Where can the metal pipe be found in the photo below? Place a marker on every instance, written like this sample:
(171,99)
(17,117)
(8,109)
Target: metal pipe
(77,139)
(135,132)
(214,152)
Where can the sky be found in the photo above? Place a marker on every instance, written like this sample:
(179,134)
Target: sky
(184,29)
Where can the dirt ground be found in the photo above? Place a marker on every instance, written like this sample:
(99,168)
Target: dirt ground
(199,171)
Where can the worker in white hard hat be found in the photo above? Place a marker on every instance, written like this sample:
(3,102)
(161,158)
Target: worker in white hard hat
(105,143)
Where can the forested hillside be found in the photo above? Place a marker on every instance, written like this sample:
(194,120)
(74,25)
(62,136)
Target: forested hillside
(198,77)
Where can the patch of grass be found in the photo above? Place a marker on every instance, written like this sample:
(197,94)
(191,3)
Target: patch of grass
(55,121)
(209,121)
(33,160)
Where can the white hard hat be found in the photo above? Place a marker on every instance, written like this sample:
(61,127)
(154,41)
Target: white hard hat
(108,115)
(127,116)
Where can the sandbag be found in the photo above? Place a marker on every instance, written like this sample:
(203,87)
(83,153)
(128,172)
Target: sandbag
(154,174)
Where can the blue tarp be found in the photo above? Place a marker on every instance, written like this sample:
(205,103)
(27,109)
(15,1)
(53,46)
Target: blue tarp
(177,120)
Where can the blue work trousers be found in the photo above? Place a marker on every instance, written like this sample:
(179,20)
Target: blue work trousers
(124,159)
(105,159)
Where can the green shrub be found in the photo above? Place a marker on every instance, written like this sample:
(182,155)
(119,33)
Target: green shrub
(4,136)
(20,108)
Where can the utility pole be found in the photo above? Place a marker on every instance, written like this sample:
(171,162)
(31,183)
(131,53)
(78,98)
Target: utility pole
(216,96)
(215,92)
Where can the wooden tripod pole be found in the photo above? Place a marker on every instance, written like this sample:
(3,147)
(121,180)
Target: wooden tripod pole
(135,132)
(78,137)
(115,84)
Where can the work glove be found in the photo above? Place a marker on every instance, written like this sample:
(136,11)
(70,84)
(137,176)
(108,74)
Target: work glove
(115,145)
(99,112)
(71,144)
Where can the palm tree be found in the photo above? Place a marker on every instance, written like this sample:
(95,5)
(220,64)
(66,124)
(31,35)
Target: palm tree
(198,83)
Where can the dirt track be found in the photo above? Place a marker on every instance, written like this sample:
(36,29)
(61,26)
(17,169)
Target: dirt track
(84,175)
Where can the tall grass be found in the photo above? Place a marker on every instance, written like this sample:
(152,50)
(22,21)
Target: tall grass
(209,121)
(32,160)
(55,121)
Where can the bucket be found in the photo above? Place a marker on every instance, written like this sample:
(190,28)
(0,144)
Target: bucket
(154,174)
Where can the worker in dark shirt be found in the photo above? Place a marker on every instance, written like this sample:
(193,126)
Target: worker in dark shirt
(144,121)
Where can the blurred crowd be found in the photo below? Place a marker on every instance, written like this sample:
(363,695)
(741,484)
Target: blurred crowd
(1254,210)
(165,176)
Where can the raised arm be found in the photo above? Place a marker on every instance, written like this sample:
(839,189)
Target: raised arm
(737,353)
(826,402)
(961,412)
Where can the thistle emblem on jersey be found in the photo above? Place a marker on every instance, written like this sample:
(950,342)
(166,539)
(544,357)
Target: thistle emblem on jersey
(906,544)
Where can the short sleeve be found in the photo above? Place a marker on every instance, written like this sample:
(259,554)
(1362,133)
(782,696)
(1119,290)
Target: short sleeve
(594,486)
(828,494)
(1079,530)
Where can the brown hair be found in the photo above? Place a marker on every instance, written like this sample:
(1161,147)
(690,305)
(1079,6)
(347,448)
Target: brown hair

------------------------

> **Brief**: Each line of the listing is to be printed again, unchanged.

> **Solved exercise**:
Where can the metal pipe be found in the photo below? Place a marker on every instance, written like this sample:
(171,99)
(17,117)
(8,109)
Target: metal pipe
(77,139)
(135,132)
(214,152)
Where can the sky be found in the photo above? Place a marker on every instance, written like this sample:
(179,134)
Target: sky
(184,29)
Where can the dirt ground be found in the photo above? Place a marker on every instance, written like this sample:
(99,168)
Target: dirt ground
(199,171)
Where can the worker in white hard hat be found in the photo above? Place a marker on every instance, written like this sample:
(3,102)
(161,158)
Target: worker in white hard hat
(105,143)
Where can the forested hillside be found in the photo above? Place a marker on every instance, written like this sample:
(194,120)
(74,25)
(62,136)
Target: forested hillside
(198,77)
Where can the patch of grass be found in the photo above? Place a marker on every instance, written like this sample:
(197,94)
(191,3)
Target: patch of grass
(55,121)
(209,121)
(33,160)
Where can the white hard hat be found in the photo above? Place a marker on every instance, written like this sample:
(61,127)
(154,41)
Target: white hard hat
(108,115)
(127,116)
Where can the sandbag be found in the photo above? Place a marker on every instance, written like this sample:
(203,87)
(83,153)
(128,172)
Target: sandbag
(154,174)
Where can the blue tarp be found in the photo above? Place a marker on every instance, written like this sample:
(205,103)
(27,109)
(15,1)
(53,46)
Target: blue tarp
(177,120)
Where can the blue work trousers be found in the photo above? Place a marker on every instance, written like this sample:
(179,20)
Target: blue work trousers
(124,159)
(105,159)
Where can the green shrub be found in the photo above? Place a marker on every instance, written like this sample:
(182,155)
(119,33)
Target: green shrub
(4,136)
(20,108)
Where can the utility pole be found in the photo above? Place a marker on every instance, written like this sample:
(171,162)
(31,183)
(131,53)
(78,98)
Target: utility pole
(216,96)
(215,92)
Where can the wooden tripod pole be found in the photo above? Place a marker on every instance, written like this sample:
(3,147)
(121,180)
Target: wooden tripod pole
(135,132)
(78,137)
(115,84)
Where can the work glove be found in the photo above? Place a marker on every instance, written like this sample:
(136,11)
(70,84)
(137,176)
(108,74)
Target: work glove
(115,145)
(99,112)
(71,144)
Where can the palm tree be found in the photo above? Place a marker on every instance, written like this sample:
(95,5)
(220,64)
(66,124)
(31,35)
Target: palm tree
(198,83)
Where can the dirt track be found in the photo above? Place a marker on every instance, written like this sample:
(36,29)
(61,26)
(17,169)
Target: dirt track
(84,175)
Where can the tall grass be found in the photo above? Place a marker on every instance, written like this sample:
(152,50)
(22,21)
Target: tall grass
(209,121)
(32,160)
(55,121)
Where can the bucket be found in the photo above? Place a marker on every instance, written like this sample:
(190,28)
(0,144)
Target: bucket
(154,174)
Where can the worker in dark shirt be found in the photo above? Place a marker on every instance, written like this sample:
(193,126)
Target: worker in dark shirt
(144,121)
Where can the blurred crowd be found in the photo below? Place a marker on every instance, written like this sample:
(363,695)
(741,484)
Target: blurred crowd
(1254,210)
(165,176)
Where can the raised arm be found in the photo above? Place a marker on every instance, written like this sample:
(839,189)
Target: raised arm
(737,353)
(826,402)
(961,412)
Where can the thistle emblem on jersey be found in the photo above? Place a marker on every instance, written like this sample:
(950,342)
(166,539)
(544,357)
Target: thistle emblem on jersey
(906,544)
Where can the short sleeve be found in the photo above? Place a marker on every instance, written like this sample:
(259,554)
(1362,133)
(782,696)
(1119,290)
Target: short sleeve
(594,486)
(828,494)
(1079,530)
Where can the brown hair be found in the photo above? Place a marker on every instance, written like this sample:
(1161,147)
(690,305)
(1079,6)
(347,448)
Target: brown hair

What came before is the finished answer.